Dès 1850, pourtant, on connaissait l'existence de figurations sur les rochers du Sahara, et quelques premières études de synthèse, très partielles et entachées d'opinions trop personnelles, avaient paru dans les années1920. Vers 1933-1935, le lieutenant Brenans rapporta du Tassili des carnets de « relevés » de gravures et surtout de peintures. Henri Lhote avait alors une trentaine d'années. Sa formation d'origine n'était pas celle de préhistorien, mais celle de naturaliste, de géographe et d'ethnographe. Ses premières missions au Sahara avaient concerné les migrations des criquets pèlerins, et c'est par hasard qu'il avait découvert, au Hoggar, des figurations rupestres. Il avait alors entrepris des recherches et reconnu de nouvelles stations. Encouragé par l'abbé Breuil, il étudia les carnets de Brenans.
Une mission au Tassili ne put cependant être mise sur pied immédiatement. La guerre survint. Dans les années d'après guerre, Lhote entra au C.N.R.S. Il mena de front, pendant quelques années, des études ethnographiques sur les Touareg (ses ouvrages Les Touaregs du Hoggar et La Chasse chez les Touaregs sont des classiques) et des études sur l'art rupestre. En 1952, il présente une étude sur les relevés de Brenans, étude dans laquelle il se détache clairement des idées de l'abbé Breuil, obsolètes et parfois fantaisistes. Lorsque la guerre d'Algérie éclate, la France, pour des raisons évidentes, désire manifester sa présence culturelle en Algérie. Une mission d'envergure pour l'exploration archéologique du Tassili fut décidée et confiée à Lhote.
En 1956-1957, puis à nouveau en 1959, Henri Lhote, avec une douzaine de peintres et photographes, inventoria les sites rupestres majeurs du Tassili central. Des reproductions des plus belles œuvres furent exposées, à la fin de 1957, à Paris au pavillon de Marsan. Le public cultivé put enfin situer, dans leur vraie dimension, ces images mystérieuses des pasteurs néolithiques du Sahara. Il découvrait que, voici quelques millénaires à peine, le désert avait fleuri, des peuples socialement et idéologiquement structurés y avaient vécu et, comme toutes les grandes civilisations, avaient créé un art original.

══════════════════════════════

◆ Consignes
1. Pouvez-vous recopier mot pour mot le passage du texte sur Henri Lhote qui commence par « Dès 1850, pourtant, on » et se poursuit jusqu'à « carnets de Brenans. » ?
2. Comment traduire en anglais cette phrase du texte sur Henri Lhote : « Des reproductions des plus belles œuvres furent exposées, à la fin de 1957, à Paris au pavillon de Marsan. » ?
Les lignes ci-après n'ont aucun lien avec le texte sur Henri Lhote.

◆ Données fournies

══════════════════════════════

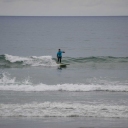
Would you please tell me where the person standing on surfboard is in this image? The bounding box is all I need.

══════════════════════════════

◆ Corrigé
1.
Dès 1850, pourtant, on connaissait l'existence de figurations sur les rochers du Sahara, et quelques premières études de synthèse, très partielles et entachées d'opinions trop personnelles, avaient paru dans les années1920. Vers 1933-1935, le lieutenant Brenans rapporta du Tassili des carnets de « relevés » de gravures et surtout de peintures. Henri Lhote avait alors une trentaine d'années. Sa formation d'origine n'était pas celle de préhistorien, mais celle de naturaliste, de géographe et d'ethnographe. Ses premières missions au Sahara avaient concerné les migrations des criquets pèlerins, et c'est par hasard qu'il avait découvert, au Hoggar, des figurations rupestres. Il avait alors entrepris des recherches et reconnu de nouvelles stations. Encouragé par l'abbé Breuil, il étudia les carnets de Brenans.

2. Reproductions of the finest works were exhibited at the end of 1957 in Paris, at the Pavillon de Marsan.